YOUR INSTRUCTIONS
Lines before the one containing "Put a marker on each instance of the yellow" are left out; copy that line and every later line through the end of the data exactly.

* start DATASET EXTRACT *

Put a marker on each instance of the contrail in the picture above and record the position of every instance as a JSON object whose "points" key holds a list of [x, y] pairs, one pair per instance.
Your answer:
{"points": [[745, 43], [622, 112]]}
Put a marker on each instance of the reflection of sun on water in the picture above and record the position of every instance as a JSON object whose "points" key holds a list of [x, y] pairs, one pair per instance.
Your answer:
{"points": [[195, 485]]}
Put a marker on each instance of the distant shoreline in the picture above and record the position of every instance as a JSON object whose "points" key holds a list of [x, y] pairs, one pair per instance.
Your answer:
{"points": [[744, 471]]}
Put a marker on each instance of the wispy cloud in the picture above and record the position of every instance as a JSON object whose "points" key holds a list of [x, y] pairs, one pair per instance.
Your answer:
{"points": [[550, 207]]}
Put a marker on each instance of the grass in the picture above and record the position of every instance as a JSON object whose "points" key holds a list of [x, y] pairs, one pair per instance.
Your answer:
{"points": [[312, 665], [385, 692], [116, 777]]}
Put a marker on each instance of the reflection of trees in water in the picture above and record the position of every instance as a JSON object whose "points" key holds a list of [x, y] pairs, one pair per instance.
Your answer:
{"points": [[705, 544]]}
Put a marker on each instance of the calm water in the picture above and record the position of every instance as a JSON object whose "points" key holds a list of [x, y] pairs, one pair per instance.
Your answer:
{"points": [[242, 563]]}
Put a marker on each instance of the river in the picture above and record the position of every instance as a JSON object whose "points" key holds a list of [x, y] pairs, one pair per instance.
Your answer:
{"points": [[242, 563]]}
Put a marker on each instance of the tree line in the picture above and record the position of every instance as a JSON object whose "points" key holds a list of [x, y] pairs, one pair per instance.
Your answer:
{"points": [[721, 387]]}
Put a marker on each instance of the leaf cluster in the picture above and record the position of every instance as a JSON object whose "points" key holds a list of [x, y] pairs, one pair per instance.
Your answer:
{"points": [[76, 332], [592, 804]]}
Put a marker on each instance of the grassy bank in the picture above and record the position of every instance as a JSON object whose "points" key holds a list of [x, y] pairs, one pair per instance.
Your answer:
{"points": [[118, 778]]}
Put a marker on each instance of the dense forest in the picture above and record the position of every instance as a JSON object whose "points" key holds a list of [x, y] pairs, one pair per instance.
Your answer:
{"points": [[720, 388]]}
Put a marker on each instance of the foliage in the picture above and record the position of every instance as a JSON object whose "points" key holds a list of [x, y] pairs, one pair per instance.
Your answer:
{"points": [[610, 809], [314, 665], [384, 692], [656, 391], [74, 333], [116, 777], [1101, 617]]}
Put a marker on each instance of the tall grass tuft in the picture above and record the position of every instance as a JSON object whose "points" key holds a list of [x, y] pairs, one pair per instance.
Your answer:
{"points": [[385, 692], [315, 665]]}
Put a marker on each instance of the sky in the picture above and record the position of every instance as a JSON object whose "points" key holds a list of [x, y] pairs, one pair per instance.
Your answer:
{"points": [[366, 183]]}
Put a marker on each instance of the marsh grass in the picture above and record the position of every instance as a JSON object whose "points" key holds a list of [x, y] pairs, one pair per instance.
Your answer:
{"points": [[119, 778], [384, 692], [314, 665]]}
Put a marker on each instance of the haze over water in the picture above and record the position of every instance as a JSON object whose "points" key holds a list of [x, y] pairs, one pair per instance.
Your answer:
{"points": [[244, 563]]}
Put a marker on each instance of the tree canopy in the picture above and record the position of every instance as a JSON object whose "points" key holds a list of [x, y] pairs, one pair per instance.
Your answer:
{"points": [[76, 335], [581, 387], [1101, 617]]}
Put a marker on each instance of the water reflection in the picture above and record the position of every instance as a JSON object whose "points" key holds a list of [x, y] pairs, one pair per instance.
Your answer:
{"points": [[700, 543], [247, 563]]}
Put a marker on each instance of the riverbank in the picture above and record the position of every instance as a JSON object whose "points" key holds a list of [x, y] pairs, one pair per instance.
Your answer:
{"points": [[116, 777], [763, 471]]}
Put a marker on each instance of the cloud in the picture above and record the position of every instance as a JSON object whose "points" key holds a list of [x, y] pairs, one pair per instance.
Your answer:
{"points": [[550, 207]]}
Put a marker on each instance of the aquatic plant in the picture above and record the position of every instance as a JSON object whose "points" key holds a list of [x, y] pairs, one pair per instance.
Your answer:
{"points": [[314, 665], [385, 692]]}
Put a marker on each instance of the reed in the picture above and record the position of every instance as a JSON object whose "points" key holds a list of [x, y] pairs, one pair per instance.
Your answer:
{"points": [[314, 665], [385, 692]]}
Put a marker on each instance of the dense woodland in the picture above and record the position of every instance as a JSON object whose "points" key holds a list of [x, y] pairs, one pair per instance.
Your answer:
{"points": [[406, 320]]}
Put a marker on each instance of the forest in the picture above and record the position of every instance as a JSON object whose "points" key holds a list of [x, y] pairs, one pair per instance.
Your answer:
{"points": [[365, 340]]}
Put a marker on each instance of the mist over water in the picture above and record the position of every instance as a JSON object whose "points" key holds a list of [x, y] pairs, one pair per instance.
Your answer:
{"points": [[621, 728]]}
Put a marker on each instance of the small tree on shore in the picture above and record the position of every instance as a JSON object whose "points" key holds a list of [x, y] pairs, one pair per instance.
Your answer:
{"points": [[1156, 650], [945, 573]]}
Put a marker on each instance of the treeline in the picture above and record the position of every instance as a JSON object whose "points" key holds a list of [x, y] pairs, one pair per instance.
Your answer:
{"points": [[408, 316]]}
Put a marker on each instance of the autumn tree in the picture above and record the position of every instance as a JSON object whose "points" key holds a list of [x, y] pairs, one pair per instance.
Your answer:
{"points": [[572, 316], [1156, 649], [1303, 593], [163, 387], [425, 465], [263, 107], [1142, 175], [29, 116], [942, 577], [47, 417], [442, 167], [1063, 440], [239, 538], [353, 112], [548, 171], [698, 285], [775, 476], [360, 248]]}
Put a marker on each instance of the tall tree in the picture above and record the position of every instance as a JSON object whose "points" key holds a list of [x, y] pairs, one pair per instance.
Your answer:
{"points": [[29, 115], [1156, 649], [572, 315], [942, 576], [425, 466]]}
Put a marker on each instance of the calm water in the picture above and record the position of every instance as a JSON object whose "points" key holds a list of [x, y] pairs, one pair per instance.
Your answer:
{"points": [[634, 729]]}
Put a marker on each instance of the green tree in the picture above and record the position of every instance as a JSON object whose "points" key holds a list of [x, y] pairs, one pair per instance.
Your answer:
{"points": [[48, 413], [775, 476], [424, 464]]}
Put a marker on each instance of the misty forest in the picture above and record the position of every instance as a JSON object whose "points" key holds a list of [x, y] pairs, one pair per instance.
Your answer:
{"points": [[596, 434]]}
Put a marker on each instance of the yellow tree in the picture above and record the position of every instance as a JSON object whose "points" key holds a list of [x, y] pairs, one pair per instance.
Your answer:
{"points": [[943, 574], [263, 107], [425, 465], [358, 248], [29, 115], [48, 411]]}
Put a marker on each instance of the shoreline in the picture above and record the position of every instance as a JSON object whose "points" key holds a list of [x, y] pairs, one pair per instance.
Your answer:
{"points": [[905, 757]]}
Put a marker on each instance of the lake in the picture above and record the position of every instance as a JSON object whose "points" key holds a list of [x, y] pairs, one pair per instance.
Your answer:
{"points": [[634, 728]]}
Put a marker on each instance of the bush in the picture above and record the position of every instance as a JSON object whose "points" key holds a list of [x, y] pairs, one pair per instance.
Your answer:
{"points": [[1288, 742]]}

* end DATASET EXTRACT *

REPLY TO THE EXERCISE
Put a marker on each instance of the yellow tree in the picture above and record the position of every instance as a JSON object whose "points" key holds a list of [x, y] pairs, one pair per instance.
Your answer:
{"points": [[943, 574], [263, 107], [425, 465], [358, 248], [29, 115], [48, 411]]}
Put a marker on each instance of the shoreline in the picture above and record the position of every instance as a JSON object whose "points" key holds a list of [x, y] pairs, one pair per instance.
Your answer:
{"points": [[905, 757]]}
Put a marker on each instance of the lake in the picture above and record the position of every instance as a JSON object whose "points" key holds a list of [x, y] pairs, one pair per instance.
Your answer:
{"points": [[634, 728]]}
Put a marker on each instance of the bush in the picture above and record the position of every instance as a JSON object whose "points" key holds a list of [x, y] pairs, one pair per instance.
Your answer:
{"points": [[1288, 742]]}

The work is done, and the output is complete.